#### Input

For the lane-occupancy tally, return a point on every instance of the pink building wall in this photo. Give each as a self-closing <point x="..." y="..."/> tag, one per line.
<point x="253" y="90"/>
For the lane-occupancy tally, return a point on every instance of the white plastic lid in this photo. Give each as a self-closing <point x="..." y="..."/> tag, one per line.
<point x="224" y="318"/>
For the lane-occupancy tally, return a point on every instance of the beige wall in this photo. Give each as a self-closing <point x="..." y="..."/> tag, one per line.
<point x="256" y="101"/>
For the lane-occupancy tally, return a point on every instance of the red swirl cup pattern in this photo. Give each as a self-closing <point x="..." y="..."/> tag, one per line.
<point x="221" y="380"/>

########

Exercise requirements ->
Please give every entry again, precisely as it appears.

Exercise solution ->
For the lane-occupancy tally, return a point on every instance of the pink building wall in this photo. Give each as a self-closing <point x="..." y="..."/> tag, one per line.
<point x="253" y="90"/>
For the lane-occupancy tally, return a point on every instance of the white plastic lid in this photo. Give each as a self-closing <point x="..." y="..."/> tag, one per line.
<point x="224" y="318"/>
For the lane-occupancy tally, return a point on every instance of the beige wall in this photo. Give each as a self-closing <point x="..." y="..."/> tag, one per line.
<point x="256" y="101"/>
For the lane-occupancy tally, return a point on every instance of the red swirl cup pattern in this photo. Give each as a self-closing <point x="..." y="..."/> tag, one per line.
<point x="221" y="380"/>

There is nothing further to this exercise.